Consignes:
- A) D'après l'entretien sur l'endométriose, depuis quelle année le centre du CHU de Poitiers existe-t-il ?
- B) Rédigez la suite de l'entretien sur l'endométriose, s'il vous plaît.

Endométriose : « On a appris à 
écouter les femmes »

Le CHU de Poitiers vient d’être labellisé centre pluridisciplinaire de prise en charge de l’endométriose, à l’instar de quinze autres sites en Nouvelle-Aquitaine où cette maladie gynécologique toucherait une femme sur dix. Entretien avec le Pr Xavier Fritel, chirurgien gynécologue.

Claire Brugier

Le7.info

Que recouvre ce label 
de centre disciplinaire ?

« C’est une reconnaissance de ce qu’on a fait mais aussi que l’endométriose peut être soignée. Au CHU de Poitiers, le centre existe depuis 2015, inspiré par le plan cancer. Ces dernières années la médecine a beaucoup évolué sur la pratique à plusieurs disciplines autour d’une même pathologie, pour individualiser les soins autour des patientes. A travailler seul sur l’endométriose, on a toutes les chances de se retrouver dans une impasse. »


Quelles sont les disciplines concernées par l’endométriose ?

Extrait de données:
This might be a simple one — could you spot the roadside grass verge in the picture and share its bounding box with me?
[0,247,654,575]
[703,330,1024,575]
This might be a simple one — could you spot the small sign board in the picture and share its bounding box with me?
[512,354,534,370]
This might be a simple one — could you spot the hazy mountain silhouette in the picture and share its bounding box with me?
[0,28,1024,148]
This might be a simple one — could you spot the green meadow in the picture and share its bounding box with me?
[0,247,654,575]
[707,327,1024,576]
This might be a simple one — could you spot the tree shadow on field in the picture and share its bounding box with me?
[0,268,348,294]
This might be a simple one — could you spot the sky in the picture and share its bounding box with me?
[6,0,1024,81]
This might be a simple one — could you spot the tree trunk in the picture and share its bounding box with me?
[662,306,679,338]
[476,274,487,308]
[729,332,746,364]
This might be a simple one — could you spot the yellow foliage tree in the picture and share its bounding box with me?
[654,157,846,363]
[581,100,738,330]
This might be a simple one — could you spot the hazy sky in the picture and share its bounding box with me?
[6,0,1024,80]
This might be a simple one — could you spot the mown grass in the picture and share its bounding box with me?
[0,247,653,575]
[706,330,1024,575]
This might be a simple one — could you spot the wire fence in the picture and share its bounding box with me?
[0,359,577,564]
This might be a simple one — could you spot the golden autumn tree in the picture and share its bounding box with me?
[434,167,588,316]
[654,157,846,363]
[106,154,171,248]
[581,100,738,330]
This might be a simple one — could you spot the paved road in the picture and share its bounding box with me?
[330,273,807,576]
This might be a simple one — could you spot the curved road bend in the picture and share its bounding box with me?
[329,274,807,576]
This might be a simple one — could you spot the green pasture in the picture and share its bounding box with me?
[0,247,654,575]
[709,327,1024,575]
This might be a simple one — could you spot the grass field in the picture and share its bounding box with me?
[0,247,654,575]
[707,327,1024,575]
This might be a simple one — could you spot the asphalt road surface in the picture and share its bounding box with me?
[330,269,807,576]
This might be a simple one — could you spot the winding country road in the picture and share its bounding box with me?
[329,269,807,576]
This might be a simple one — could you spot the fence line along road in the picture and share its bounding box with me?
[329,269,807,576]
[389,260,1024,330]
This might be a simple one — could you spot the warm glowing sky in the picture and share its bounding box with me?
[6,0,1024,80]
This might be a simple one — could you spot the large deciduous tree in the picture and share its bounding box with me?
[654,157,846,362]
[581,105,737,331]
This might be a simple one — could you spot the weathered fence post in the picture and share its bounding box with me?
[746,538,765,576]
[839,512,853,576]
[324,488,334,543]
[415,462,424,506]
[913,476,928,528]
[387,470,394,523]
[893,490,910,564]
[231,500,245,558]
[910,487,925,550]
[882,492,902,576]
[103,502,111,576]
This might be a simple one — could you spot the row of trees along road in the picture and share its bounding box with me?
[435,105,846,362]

Réponses:
- A) Depuis 2015.

- B)
« Il existe deux grandes manifestations de l’endométriose, l’infertilité et la douleur, qui peuvent nécessiter des traitements hormonaux, chirurgicaux, une prise en charge de la douleur chronique, des explorations complémentaires… Donc de travailler avec des chirurgiens, des spécialistes de la reproduction, de la douleur, de l’imagerie… Mais aussi d’intégrer des soins de support (kinésithérapeute, sophrologue, psychologue…). Soigner, ce n’est pas uniquement guérir la maladie, c’est guérir la personne. » 


On parle aujourd’hui encore d’une errance médicale de sept ans en moyenne avant le diagnostic…

« Il subsiste toujours des incertitudes autour de l’endométriose. On parle d’errance parce que le diagnostic est difficile mais je préfère parler d’incertitudes. La douleur se vit, elle ne se voit pas à l’image. Le diagnostic passe donc par une expertise clinique et il est important de la partager avec les jeunes professionnels. L’intérêt d’un centre pluridisciplinaire est aussi dans la formation. La seule certitude que j’ai, c’est qu’on ne comprend pas tout. Mais on a appris à écouter les femmes. »


Comment cela se traduit-il ?

« On a appris qu’il fallait prendre en charge les symptômes, ne pas s’arrêter à une échographie qui ne révèle rien mais aller plus loin. On a aussi appris à parler sensibilisation et douleur chronique, à considérer la douleur comme étant la maladie et à soigner sans connaître sa cause. Les chiffres de la douleur des femmes sont très importants mais on ne peut pas savoir la proportion due à l’endométriose. On peut juste rechercher comment la dépister, mieux faire le diagnostic, améliorer les outils… »


La pratique médicale a-t-elle beaucoup évolué ?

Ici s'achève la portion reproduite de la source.